Exercise prompt >> With the images removed, return every line below exactly as it reads.

Material shown >>
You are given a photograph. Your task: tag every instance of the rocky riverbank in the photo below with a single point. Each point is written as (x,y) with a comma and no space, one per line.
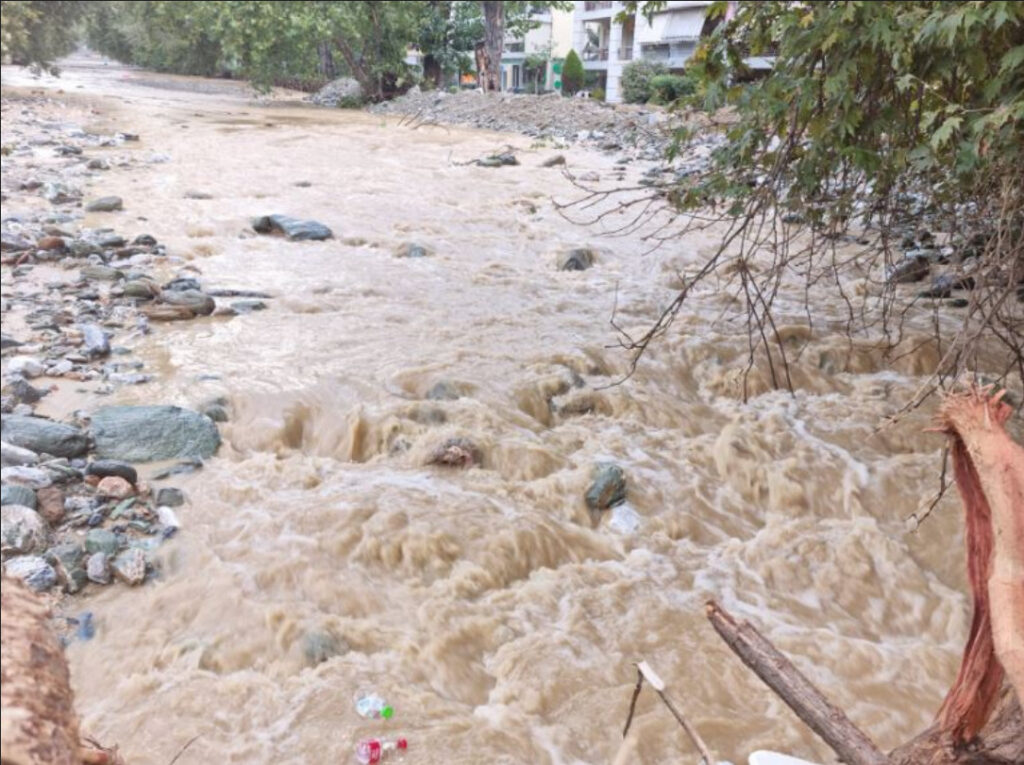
(76,511)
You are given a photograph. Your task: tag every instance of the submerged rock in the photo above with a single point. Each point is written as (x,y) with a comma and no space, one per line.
(104,204)
(129,566)
(44,435)
(579,259)
(293,228)
(607,486)
(151,433)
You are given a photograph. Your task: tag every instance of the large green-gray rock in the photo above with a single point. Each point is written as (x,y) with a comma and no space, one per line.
(151,433)
(607,487)
(44,435)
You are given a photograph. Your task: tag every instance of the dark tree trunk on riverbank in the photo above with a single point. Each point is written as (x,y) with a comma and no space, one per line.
(489,53)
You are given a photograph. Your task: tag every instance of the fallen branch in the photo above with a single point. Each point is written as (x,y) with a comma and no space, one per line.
(645,672)
(811,706)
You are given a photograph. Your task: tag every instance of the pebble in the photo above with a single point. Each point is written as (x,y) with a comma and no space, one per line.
(104,204)
(101,540)
(24,530)
(24,475)
(97,568)
(115,486)
(108,468)
(15,495)
(26,367)
(33,570)
(170,497)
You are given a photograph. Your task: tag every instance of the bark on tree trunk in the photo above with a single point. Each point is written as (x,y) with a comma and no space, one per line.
(989,469)
(494,45)
(327,68)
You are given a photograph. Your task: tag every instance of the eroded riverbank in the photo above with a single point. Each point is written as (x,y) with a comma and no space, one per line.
(496,612)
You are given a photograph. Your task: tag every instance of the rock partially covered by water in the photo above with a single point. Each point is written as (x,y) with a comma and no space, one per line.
(607,486)
(129,566)
(44,435)
(457,453)
(22,530)
(293,228)
(151,433)
(579,259)
(344,92)
(104,204)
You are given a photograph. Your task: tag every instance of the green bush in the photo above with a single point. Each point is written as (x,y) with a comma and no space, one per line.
(668,88)
(636,80)
(572,74)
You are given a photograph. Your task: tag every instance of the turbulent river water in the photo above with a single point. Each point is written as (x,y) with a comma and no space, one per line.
(487,605)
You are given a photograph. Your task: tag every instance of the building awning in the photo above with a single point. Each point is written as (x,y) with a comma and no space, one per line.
(675,25)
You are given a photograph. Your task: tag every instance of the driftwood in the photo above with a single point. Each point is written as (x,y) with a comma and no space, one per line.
(644,672)
(39,724)
(790,684)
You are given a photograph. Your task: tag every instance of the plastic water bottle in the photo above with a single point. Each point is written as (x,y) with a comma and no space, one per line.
(372,706)
(371,751)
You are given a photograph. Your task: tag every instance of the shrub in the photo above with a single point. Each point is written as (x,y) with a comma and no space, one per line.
(572,74)
(668,88)
(636,80)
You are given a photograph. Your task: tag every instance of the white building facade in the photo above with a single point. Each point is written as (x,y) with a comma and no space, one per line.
(606,45)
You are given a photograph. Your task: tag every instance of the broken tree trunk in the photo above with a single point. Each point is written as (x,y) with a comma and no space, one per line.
(989,470)
(1000,741)
(790,684)
(38,724)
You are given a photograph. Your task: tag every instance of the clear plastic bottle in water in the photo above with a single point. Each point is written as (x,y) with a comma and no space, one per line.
(372,706)
(371,751)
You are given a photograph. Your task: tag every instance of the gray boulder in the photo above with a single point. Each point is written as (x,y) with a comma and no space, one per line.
(44,435)
(293,228)
(607,486)
(151,433)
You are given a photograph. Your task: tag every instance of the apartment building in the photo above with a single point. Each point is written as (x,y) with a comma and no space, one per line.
(551,38)
(606,44)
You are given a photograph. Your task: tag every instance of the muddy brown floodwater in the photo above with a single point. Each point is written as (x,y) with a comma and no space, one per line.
(486,605)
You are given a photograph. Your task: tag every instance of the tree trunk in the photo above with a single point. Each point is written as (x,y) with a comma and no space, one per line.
(432,71)
(989,469)
(327,69)
(493,46)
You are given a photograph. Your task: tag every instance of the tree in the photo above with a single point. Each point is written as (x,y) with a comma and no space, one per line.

Finished task >>
You are given a photograph. Your task: tag every instance of the rocky riverbank in the photo below with a single point. Each point is written as (x,y) with a comma and no space, one per line.
(76,511)
You are given a photograph. Your task: tag every instance of the submerged rock in the photo above with a single point. Each point is written as (x,y) with a comma and no space, one per line.
(104,204)
(129,566)
(44,435)
(579,259)
(293,228)
(607,486)
(151,433)
You are given a photograph. Your task: tag every instance of the large green-gray rock in the photo above with a single point. Each point is written as (x,y) with a comma and no space, one per line.
(151,433)
(607,487)
(44,435)
You are given a photograph. Your task: tag every instance of the dark tree trunk on riverbank in the photo above with a single point. Each point is written as (x,y) with a comma and no space, one per line.
(489,53)
You are given a photograph. Your task: tag every instance of the fallen branch in the photo above with a single point. Each point is written as (x,y) with a comma and no space, one per line.
(645,672)
(811,706)
You are given a photograph. Your task: tag every instance of the pebble in the photo above with a single point. Each point is written as (x,y) with a comma and no space, one per line.
(104,204)
(101,540)
(24,530)
(24,475)
(97,568)
(115,486)
(108,468)
(15,495)
(26,367)
(33,570)
(170,497)
You are given a photograph. Your task: tag every instance of the bark on tree trunk in the photo above with a single point. Each point is written as (x,y) with a comma and no space, one per line.
(989,469)
(494,45)
(327,68)
You are given a photograph. Your task: tag every instance of the eroded riverbank in the photo above with a single point. Each point is written as (x,y) with a comma and no space, one per line.
(496,612)
You are given a photograph. Your task: tag every instance of the rock partially covered by water in the photo above with a single point. Each point is written as (x,y) with a comma and no space, one per line.
(607,486)
(129,566)
(44,435)
(457,453)
(22,530)
(293,228)
(151,433)
(579,259)
(344,92)
(104,204)
You are given a photograph. Your task: tag every instance of the green bush in the photo above with a single point. Each point is written as (x,y) with a comma and no space, one per line.
(668,88)
(636,80)
(572,74)
You are given a photograph. Your task: tag every instance of the turbulent river water in the photo above with a single point. Each point is written as (x,y) with a comma and no space, one per line.
(487,605)
You are given a photograph. Your task: tag every instance of the building awning in the photo above with a single point. Each point is written as (x,y) with a comma and no space, one per line.
(675,25)
You are given a photograph. Your task: tag every instance of the driftwood in the photo above with a single point. Each point is written as (x,y) with a comma and no space, one per line.
(644,672)
(39,724)
(790,684)
You are given a photograph. Your task: tag every instance of the plastic water bottle in the photo above with a single point. Each point is written as (x,y) with a comma and no space, one per line.
(372,706)
(371,751)
You are given a photograph. Your task: tag every instance of the shrub in the photo above with a single point. Each point is written as (x,y) with a comma and no space, one per line.
(572,74)
(668,88)
(636,80)
You are given a photograph. Your task: tag every instance of the white building facade in the photo above with a single point. Each point is written as (x,y) with a comma and no space, one per line.
(606,45)
You are given a photograph. Your task: tag every instance of the broken tree trunk in the photo above with a single point. Each point is written as (x,y) with a comma and no space, one per line.
(989,470)
(1000,741)
(790,684)
(38,724)
You are given a photograph. Your task: tag every instance of the clear plastic bottle in water in the photo above with a single point. Each point is written as (x,y) with a comma and no space, one per line.
(372,706)
(371,751)
You are given a photograph. Your task: tag every instance of the gray boulder in the photo above with a single point. Each point is written as (x,y) with a comma and no space, one per line.
(44,435)
(293,228)
(607,486)
(151,433)
You are given a photograph. Your task: tag every instance of the apartment building in the photo above with a single point. Each point is written as (x,y) with a comma and no space, one per line.
(551,38)
(606,44)
You are given a photograph. Your task: tag every instance of the muddy brown floodwater in the photo above with a single point. Each point is written as (x,y) with a comma and no space, one per line.
(486,605)
You are given a photograph. Your task: tag every instance of the tree trunk in the photo above with a single point. Each point is written as (x,y) with a comma and no space, one per line.
(432,71)
(989,469)
(327,69)
(493,46)
You are given a photograph. Your task: tag every instance of the tree in the photo above with a single point. Each point is written as (x,y) with a comma and no space, one per line.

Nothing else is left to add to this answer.